Passage shown:
Generally, I don't think Fed action or money should be used or spent unless it is used or spent fighting economic contraction in a cyclical downturn. The Fed will already be hard pressed to fight the next downturn without spending money on infrastructure. If the Fed was a body of the government maybe I could see it, but as a independent entity charged with defending our monetary system I don't. Sorry.

Gary Anderson 8 years ago Contributor's comment

Yes but how can base money issued at zero lower bound hurt? Look, it would be of short duration. It would not be paid for by bonds. It would be base money in the money supply, but the resulting economic activity would be good. It would not require the Fed to buy bonds already in massive demand. Negative rates on bonds, on retail savings accounts and a cashless society, those are the can of worms! Lonergan explains it better than I and I hope you read this: www.talkmarkets.com/.../eric-lonergan-precisely-defines-helicopter-money

Moon Kil Woong 8 years ago Contributor's comment

Sadly with the Federal Reserve nothing is short term and they abuse every power they get. I do agree negative rates are horrible. The Fed needs to eventually get rates back to normal and stop screwing around extending economic cycles which can often lead to horrific crashes.

Data provided:

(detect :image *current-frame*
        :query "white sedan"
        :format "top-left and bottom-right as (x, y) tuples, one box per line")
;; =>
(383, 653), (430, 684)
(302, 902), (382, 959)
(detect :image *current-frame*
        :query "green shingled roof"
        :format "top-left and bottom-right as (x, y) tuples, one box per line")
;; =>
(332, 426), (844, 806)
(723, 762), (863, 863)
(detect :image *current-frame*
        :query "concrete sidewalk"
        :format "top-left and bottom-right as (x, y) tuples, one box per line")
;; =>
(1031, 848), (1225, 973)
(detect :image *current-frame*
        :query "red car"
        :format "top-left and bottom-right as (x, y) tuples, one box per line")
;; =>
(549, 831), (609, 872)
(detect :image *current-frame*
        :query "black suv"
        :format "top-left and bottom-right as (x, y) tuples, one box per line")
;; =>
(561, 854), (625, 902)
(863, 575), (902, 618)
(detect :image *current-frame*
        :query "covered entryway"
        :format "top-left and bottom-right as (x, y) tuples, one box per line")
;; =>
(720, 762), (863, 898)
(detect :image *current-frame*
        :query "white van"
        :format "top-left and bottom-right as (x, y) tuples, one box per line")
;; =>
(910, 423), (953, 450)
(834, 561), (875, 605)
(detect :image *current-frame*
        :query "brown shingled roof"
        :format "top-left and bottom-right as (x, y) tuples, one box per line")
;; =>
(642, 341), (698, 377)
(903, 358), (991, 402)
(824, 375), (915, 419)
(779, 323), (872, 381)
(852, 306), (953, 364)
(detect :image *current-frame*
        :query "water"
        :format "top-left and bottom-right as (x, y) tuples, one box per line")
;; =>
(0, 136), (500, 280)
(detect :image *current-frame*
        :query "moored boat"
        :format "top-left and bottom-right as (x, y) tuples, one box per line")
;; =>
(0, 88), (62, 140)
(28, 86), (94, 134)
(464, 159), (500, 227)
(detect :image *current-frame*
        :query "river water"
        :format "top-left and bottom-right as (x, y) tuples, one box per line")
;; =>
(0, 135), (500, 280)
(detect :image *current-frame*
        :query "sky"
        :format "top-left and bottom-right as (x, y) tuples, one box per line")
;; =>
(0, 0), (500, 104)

The problem:
Reproduce everything in the Fed comment thread from "Yes but how" down to "to horrific crashes.", word for word.

Response to this exercise:
Yes but how can base money issued at zero lower bound hurt? Look, it would be of short duration. It would not be paid for by bonds. It would be base money in the money supply, but the resulting economic activity would be good. It would not require the Fed to buy bonds already in massive demand. Negative rates on bonds, on retail savings accounts and a cashless society, those are the can of worms! Lonergan explains it better than I and I hope you read this: www.talkmarkets.com/.../eric-lonergan-precisely-defines-helicopter-money

Moon Kil Woong 8 years ago Contributor's comment

Sadly with the Federal Reserve nothing is short term and they abuse every power they get. I do agree negative rates are horrible. The Fed needs to eventually get rates back to normal and stop screwing around extending economic cycles which can often lead to horrific crashes.